Brief 1: In the records, starting at the first line and ending at the line containing "[(1004, 382), (269, 440), (33, 324)]", swap "fender" for "mudguard" and give those lines back with nothing else changed.

── Page extract ──

Manufacturer: Kaifa Model: MA105H2E

ArnieO commented 1 year ago

Observation before trying #641:

v2.2.22 is released now - so you can just update it directly.

My status: Pow-K+ on a Kamstrup. I am used to seeing several reboots per day, that I have struggled to understand. I logged Pow-K Vcc on the board during operation (using a voltage logger) and found unexplainable voltage drops lasting up to 10 seconds.

Now: Since installing v2.2.22 and disabling 802.11b legacy rates: Still no reboot after 20 hours. So this looks very promising!

senspix commented 1 year ago

More than 48 hours uptime so far! Looking good

ArnieO commented 1 year ago

My Pow-K too has not rebooted since the upgrade Friday afternoon. 😃

pomok commented 1 year ago

Have not upgraded to .22 yet. Old test version has gone stable on me...

[AMS reader b9d6f16] -- Up 7 days Chip: esp32s2 (240MHz) Device: Pow-U+ Last boot: 24.09.2023 03:41 Reason: Software reset (3/0)

Manufacturer: Kaifa Model: MA105H2E

bmork commented 1 year ago

I see that we already have Vcc plots here, but just to add another data point (running v2.2.22): pow-u-plus-vcc

Still missing the uptime plot, but the dips do of course correlate with

Last boot: 02.10.2023 04:06
Reason: Vbat power on reset (1/0)

───
── Input ──

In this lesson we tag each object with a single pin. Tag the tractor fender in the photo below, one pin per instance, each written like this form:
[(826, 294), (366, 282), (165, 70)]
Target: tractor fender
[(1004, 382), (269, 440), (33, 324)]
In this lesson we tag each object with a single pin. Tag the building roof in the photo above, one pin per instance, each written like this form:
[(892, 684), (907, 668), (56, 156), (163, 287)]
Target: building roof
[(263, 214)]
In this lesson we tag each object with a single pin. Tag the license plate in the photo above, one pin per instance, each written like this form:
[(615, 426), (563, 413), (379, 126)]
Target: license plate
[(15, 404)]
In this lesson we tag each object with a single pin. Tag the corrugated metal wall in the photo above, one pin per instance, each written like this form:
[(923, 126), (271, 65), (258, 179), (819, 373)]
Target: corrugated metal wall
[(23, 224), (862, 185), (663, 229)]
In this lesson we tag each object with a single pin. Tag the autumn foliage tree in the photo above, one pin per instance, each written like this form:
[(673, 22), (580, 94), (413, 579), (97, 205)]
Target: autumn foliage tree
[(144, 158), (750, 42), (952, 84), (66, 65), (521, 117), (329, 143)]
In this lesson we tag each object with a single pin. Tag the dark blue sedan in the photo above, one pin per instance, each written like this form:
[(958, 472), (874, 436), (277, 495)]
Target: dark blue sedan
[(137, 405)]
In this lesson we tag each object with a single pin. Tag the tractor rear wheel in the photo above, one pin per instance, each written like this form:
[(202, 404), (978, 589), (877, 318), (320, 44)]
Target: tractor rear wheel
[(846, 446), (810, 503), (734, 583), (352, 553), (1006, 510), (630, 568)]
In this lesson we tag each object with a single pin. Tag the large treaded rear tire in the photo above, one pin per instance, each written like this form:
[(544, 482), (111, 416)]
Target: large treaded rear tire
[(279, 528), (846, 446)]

───

Brief 2: Carry on the thread about meter reader reboots and voltage dips from the point where it stops.

Exercise answer 1:
In this lesson we tag each object with a single pin. Tag the tractor mudguard in the photo below, one pin per instance, each written like this form:
[(826, 294), (366, 282), (165, 70)]
Target: tractor mudguard
[(1004, 382), (269, 440), (33, 324)]

Exercise answer 2:
The level changes puzzled me too. They happen on every reboot. My best guess is that there is some boot time calibration ending up with slightly different results here.

ArnieO commented 1 year ago

The level changes puzzled me too.

Thank you for the plot! There is a phenomena we see that is maybe related to this. We see it when we connect the devices to a current measurement system (Nordic Power Profiler II) that shows us dynamically the power consumption with great resolution.

The phenomena is: Almost systematically, the device slightly changes "consumption profile" with each reboot, giving a distinctly different average consumption. This could indeed be the reason for the (small) voltage difference.

For the moment we do not understand this - and are in an "information collection mode" regarding this phenomena. We see that it is HW-independent (we see the same on all our products).

If anyone in the community with hands-on experience has already seen something like that before - it would be great if you could share your experience with us!

The cause could in principle be "anything", from HW error in the ESP, to library error from Espressif, to error in Arduino implementation. Or some "obscure" setting that we have missed somewhere. We find it very peculiar that it "toggles" for each reset.

dbeinder commented 1 year ago

The ADC in ESP32s are notoriously bad, I wouldn't be surprised to see its output change with every reboot. But do you really see the voltage level change when measured independently? What chip do you use as a voltage regulator? The average consumption change can't be more than a 1mA, surely? And ~10mV/mA load dependency seems way too high for any voltage regulator made this century ;)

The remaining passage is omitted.